#### WHAT IS NEEDED
Shift every x and y coordinate in the answer points below up by 114, and write out all the lines of the items again, keeping their text as is apart from those numbers. Leave the pictures out of your reply.

— begin DATA ENTRIES —

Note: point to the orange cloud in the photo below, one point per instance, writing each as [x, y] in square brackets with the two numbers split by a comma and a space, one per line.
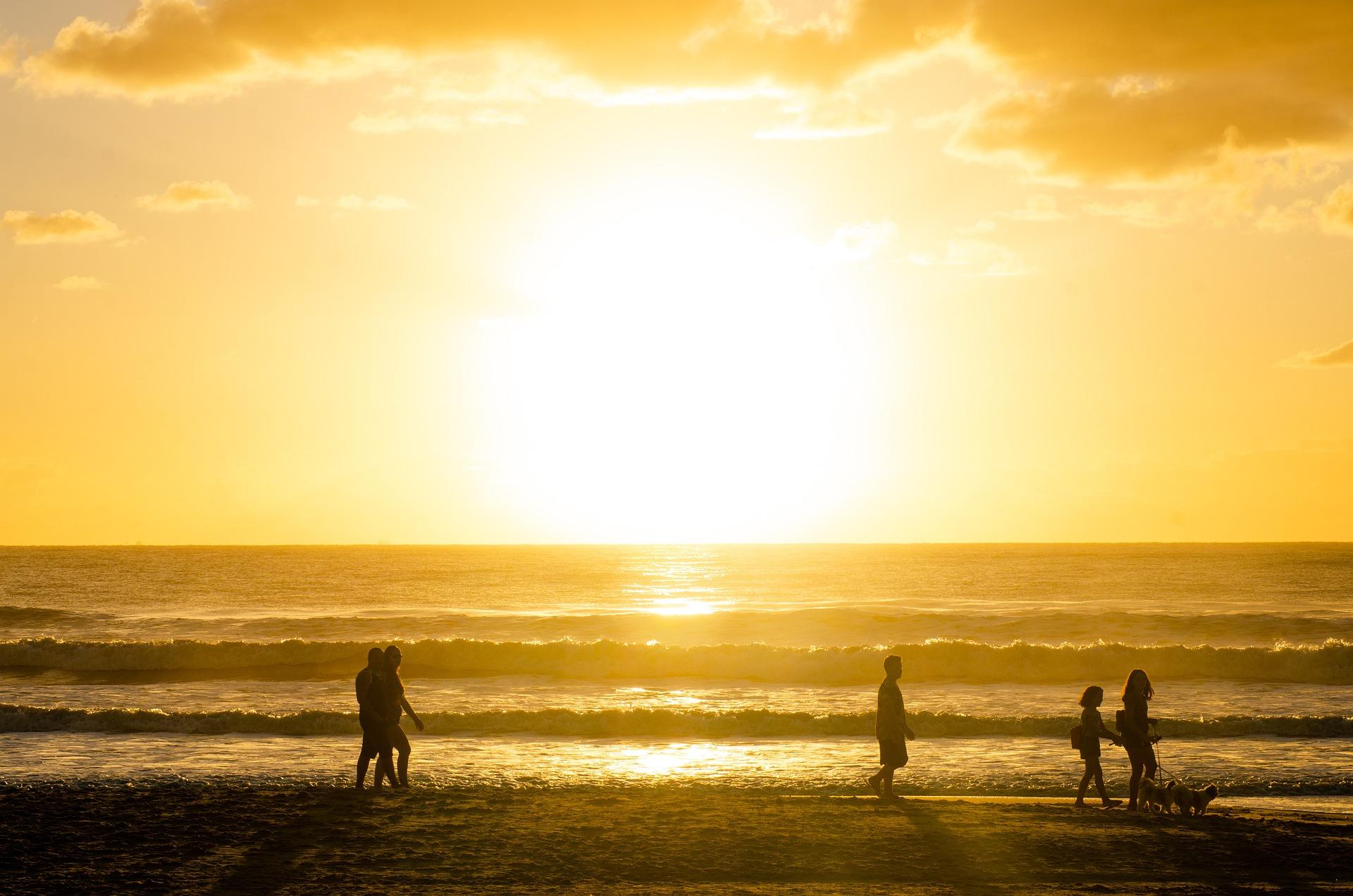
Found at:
[29, 229]
[78, 283]
[1110, 91]
[1336, 214]
[1338, 356]
[194, 195]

— end DATA ENTRIES —

#### ANSWER FOR THE TASK
Note: point to the orange cloud in the photo below, one point per instance, writing each as [x, y] in square brackets with the two numbers split by a comma and a space, one per line.
Found at:
[143, 343]
[192, 397]
[1224, 205]
[1450, 328]
[1452, 470]
[308, 309]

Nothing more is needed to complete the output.